| WORKING DATA |
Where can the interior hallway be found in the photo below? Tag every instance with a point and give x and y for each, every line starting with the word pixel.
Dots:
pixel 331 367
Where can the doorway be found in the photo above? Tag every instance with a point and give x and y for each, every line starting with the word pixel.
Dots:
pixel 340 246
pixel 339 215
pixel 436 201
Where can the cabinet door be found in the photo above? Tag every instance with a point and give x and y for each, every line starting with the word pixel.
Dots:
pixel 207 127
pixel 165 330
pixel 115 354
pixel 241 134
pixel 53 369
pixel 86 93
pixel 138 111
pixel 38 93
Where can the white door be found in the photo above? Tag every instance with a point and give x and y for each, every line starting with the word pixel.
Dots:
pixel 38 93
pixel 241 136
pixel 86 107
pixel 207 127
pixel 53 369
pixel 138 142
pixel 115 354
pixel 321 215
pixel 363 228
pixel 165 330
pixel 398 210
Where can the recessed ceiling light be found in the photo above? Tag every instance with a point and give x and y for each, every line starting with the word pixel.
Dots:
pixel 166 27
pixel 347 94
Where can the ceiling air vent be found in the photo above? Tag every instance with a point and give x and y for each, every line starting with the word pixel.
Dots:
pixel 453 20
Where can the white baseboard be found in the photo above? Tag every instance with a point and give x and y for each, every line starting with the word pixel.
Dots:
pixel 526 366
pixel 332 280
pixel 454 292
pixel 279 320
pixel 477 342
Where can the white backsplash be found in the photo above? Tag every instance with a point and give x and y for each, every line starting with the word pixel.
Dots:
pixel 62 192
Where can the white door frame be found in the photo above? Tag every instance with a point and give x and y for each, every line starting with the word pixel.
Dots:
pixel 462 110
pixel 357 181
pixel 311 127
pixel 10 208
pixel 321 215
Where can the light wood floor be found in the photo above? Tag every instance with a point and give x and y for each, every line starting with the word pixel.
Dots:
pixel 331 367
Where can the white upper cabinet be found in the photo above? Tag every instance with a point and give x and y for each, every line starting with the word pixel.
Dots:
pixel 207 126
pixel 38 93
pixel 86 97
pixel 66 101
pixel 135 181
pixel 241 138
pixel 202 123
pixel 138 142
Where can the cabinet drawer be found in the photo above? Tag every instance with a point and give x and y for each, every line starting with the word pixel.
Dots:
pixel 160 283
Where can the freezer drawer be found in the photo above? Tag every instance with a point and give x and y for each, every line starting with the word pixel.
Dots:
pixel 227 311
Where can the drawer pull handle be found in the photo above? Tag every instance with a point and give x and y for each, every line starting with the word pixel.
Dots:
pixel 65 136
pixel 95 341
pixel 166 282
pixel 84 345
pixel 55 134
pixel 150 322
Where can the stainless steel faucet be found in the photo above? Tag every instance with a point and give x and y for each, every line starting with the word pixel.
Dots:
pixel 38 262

| DIRECTION |
Write out every line of the rows above as a JSON list of strings, with one string per line and blank lines omitted.

| RESULT OF THIS TASK |
[
  "Where can the interior hallway be found in the photo below? Tag every instance with a point and give x and y for each, every line starting with the word pixel.",
  "Dots:",
  "pixel 331 367",
  "Where can the doorway be found in the photo above? Tag every instance with a point and give x and y for each, every line starting with the word pixel.",
  "Dots:",
  "pixel 340 246",
  "pixel 339 215",
  "pixel 436 201",
  "Where can the cabinet door be found in the photo above? Tag every instance with a point and give x and y for each, every line starting with the word pixel.",
  "Dots:",
  "pixel 207 127",
  "pixel 165 330",
  "pixel 115 354",
  "pixel 241 134",
  "pixel 53 369",
  "pixel 86 93",
  "pixel 138 111",
  "pixel 38 93",
  "Where can the white door be found in the photo above? Tag every instance with a point and give x and y for each, every line starting with the word pixel.",
  "Dots:",
  "pixel 38 93",
  "pixel 241 136",
  "pixel 86 107",
  "pixel 207 127",
  "pixel 53 369",
  "pixel 138 142",
  "pixel 115 354",
  "pixel 321 215",
  "pixel 363 228",
  "pixel 165 330",
  "pixel 398 210",
  "Where can the recessed ceiling light be found in the photo above? Tag every instance with a point and give x and y for each, every line starting with the word pixel.",
  "Dots:",
  "pixel 166 27",
  "pixel 347 94",
  "Where can the ceiling air vent be found in the photo above? Tag every instance with a point and give x and y for each, every line starting with the word pixel.",
  "Dots:",
  "pixel 453 20",
  "Where can the white baseboard be found in the photo above? Tag every instance with a point and give x and y for each, every line starting with the word pixel.",
  "Dots:",
  "pixel 526 366",
  "pixel 332 280",
  "pixel 454 292",
  "pixel 279 320",
  "pixel 477 342",
  "Where can the white backsplash be found in the photo above? Tag every instance with a point and give x and y for each, every line starting with the word pixel.",
  "Dots:",
  "pixel 62 192",
  "Where can the white door frame be found in the photo above? Tag every instance with a point and give x and y for each, every line starting with the word pixel.",
  "Dots:",
  "pixel 462 110",
  "pixel 357 181",
  "pixel 311 127",
  "pixel 10 208",
  "pixel 321 215",
  "Where can the light wood floor be found in the photo above? Tag every instance with a point and give x and y for each, every line starting with the word pixel.",
  "Dots:",
  "pixel 331 367",
  "Where can the white upper cabinet be found in the photo above? Tag every instance with a point and give x and y for each, every line starting with the word pixel.",
  "Dots:",
  "pixel 207 126",
  "pixel 38 93",
  "pixel 86 97",
  "pixel 66 101",
  "pixel 135 181",
  "pixel 241 138",
  "pixel 202 123",
  "pixel 138 142",
  "Where can the cabinet drawer be found in the photo above? Tag every instance with a point and give x and y for each, every line starting with the word pixel.",
  "Dots:",
  "pixel 160 283",
  "Where can the freezer drawer be found in the photo above? Tag every instance with a point and give x and y for each, every line starting with the word pixel.",
  "Dots:",
  "pixel 227 311",
  "Where can the drawer pull handle be found in the photo above? Tag every instance with a point and give x and y for each, every line starting with the word pixel.",
  "Dots:",
  "pixel 65 136",
  "pixel 95 341",
  "pixel 166 282",
  "pixel 84 345",
  "pixel 55 134",
  "pixel 150 322",
  "Where can the stainless steel faucet be found in the photo above? Tag every instance with a point and give x and y for each, every line starting with the word pixel.",
  "Dots:",
  "pixel 38 262"
]